# Records from a data source:
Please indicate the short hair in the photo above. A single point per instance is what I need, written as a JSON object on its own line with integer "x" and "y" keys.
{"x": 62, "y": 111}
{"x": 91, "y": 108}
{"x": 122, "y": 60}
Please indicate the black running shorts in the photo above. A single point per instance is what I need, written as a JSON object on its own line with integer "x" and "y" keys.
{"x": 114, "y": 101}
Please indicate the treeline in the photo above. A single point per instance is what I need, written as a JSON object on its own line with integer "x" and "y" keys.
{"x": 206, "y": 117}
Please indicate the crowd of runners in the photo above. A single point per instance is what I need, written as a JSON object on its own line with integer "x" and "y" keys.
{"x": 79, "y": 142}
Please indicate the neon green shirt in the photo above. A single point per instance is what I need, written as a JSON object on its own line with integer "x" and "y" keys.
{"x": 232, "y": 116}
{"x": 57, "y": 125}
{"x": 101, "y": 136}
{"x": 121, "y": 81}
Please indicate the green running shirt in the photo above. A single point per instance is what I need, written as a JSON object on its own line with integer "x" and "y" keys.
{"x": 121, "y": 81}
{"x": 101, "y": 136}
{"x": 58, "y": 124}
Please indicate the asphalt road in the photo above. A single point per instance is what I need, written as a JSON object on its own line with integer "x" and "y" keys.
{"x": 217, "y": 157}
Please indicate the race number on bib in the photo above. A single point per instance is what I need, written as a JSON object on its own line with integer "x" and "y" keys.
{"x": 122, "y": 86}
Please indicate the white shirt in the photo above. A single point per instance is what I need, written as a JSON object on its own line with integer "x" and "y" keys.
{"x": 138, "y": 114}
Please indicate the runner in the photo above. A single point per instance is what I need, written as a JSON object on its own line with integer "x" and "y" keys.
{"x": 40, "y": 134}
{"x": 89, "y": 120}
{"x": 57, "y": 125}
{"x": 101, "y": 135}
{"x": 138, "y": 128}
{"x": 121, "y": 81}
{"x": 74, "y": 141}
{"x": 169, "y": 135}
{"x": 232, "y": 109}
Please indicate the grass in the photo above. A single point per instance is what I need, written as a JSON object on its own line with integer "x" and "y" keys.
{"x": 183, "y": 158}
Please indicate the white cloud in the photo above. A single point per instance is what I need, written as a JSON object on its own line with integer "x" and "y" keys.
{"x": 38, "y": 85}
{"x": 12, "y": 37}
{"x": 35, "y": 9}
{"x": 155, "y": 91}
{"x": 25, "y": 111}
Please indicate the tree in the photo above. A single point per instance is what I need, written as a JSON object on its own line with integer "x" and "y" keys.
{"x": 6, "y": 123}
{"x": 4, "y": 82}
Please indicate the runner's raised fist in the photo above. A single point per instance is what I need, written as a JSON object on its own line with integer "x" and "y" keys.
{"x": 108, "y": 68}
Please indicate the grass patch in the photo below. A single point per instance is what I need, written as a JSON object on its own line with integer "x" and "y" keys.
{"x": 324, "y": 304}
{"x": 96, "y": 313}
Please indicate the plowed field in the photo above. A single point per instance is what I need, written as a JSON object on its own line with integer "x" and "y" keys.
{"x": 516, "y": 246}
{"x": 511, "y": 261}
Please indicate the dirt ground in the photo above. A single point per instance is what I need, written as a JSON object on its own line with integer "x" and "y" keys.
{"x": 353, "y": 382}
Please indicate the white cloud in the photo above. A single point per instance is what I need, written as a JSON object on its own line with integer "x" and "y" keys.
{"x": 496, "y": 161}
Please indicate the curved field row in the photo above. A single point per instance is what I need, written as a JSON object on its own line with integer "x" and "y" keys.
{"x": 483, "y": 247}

# TASK:
Copy every line of the records word for word.

# SOLUTION TO THE PROBLEM:
Please indicate the short hair in the photo above. A single point per instance is what I need, written as a JSON object on its own line with integer "x" and "y" keys.
{"x": 62, "y": 111}
{"x": 91, "y": 108}
{"x": 122, "y": 60}
Please indicate the black running shorts in the photo above. A single point per instance is what I need, written as a JSON object on its own line with integer "x" and "y" keys.
{"x": 114, "y": 101}
Please indicate the treeline in the photo above. A single point per instance is what I need, written as a JSON object on its own line with integer "x" and "y" keys.
{"x": 206, "y": 117}
Please indicate the crowd of runners in the photo above. A single point per instance is what I need, written as a JSON object on its own line with integer "x" and "y" keys.
{"x": 79, "y": 142}
Please indicate the neon green shirt in the photo above. A single point per instance is what I need, written as a JSON object on its own line with integer "x" and "y" keys.
{"x": 232, "y": 116}
{"x": 57, "y": 125}
{"x": 101, "y": 136}
{"x": 121, "y": 81}
Please indicate the green running shirt in the photo above. A single point per instance is what I need, written as a JSON object on its own line with integer "x" and "y" keys.
{"x": 121, "y": 81}
{"x": 101, "y": 136}
{"x": 58, "y": 124}
Please indicate the asphalt road in the photo above. A single point per instance is what I need, written as a JSON object on its own line with integer "x" and "y" keys.
{"x": 217, "y": 157}
Please indicate the race number on bib in the photo above. A single point per instance is what I need, written as a JSON object on its own line with integer "x" and "y" keys.
{"x": 122, "y": 86}
Please indicate the white shirt in the photo above. A single point per instance is what I need, written as a JSON object on its own line with integer "x" and "y" keys.
{"x": 138, "y": 114}
Please indicate the runner in the photo above. A single point per instance is what I need, written as a JSON object on its own line with integer "x" and "y" keys.
{"x": 40, "y": 134}
{"x": 89, "y": 120}
{"x": 57, "y": 125}
{"x": 101, "y": 135}
{"x": 138, "y": 128}
{"x": 121, "y": 81}
{"x": 74, "y": 141}
{"x": 169, "y": 135}
{"x": 232, "y": 109}
Please indicate the grass in the photo above. A single point per instance is what I need, written as a JSON object on its own line with integer "x" and "y" keys.
{"x": 183, "y": 158}
Please indicate the white cloud in the photo above. A single point per instance is what I need, written as a JSON object on its own line with integer "x" and "y" keys.
{"x": 38, "y": 85}
{"x": 12, "y": 37}
{"x": 35, "y": 9}
{"x": 155, "y": 91}
{"x": 25, "y": 111}
Please indicate the tree in the photo above. A single point per instance is what I need, written as a JSON object on its own line with integer "x" and "y" keys.
{"x": 6, "y": 123}
{"x": 4, "y": 82}
Please indicate the runner's raised fist in the photo above. A single point per instance is what I need, written as a JSON object on its own line with integer "x" and "y" keys.
{"x": 108, "y": 68}
Please indicate the grass patch in the photo below. A single point per instance is what I need, written as a JSON object on its own line with integer "x" and "y" keys.
{"x": 324, "y": 304}
{"x": 96, "y": 313}
Please indicate the plowed field in the photo above. A single point per instance is what I need, written as a JSON object on its own line with integer "x" and "y" keys.
{"x": 516, "y": 246}
{"x": 511, "y": 261}
Please indicate the dirt ground in the photo above. A single point per instance is what I need, written as a JSON object on its own line with integer "x" and "y" keys.
{"x": 353, "y": 382}
Please indicate the white cloud in the photo above. A single point per instance is what I need, written as a JSON object on its own line with integer "x" and "y" keys.
{"x": 496, "y": 161}
Please indicate the curved field row in the photo above. A single point per instance is what I need, written as a JSON object on its own line with integer "x" and "y" keys.
{"x": 483, "y": 247}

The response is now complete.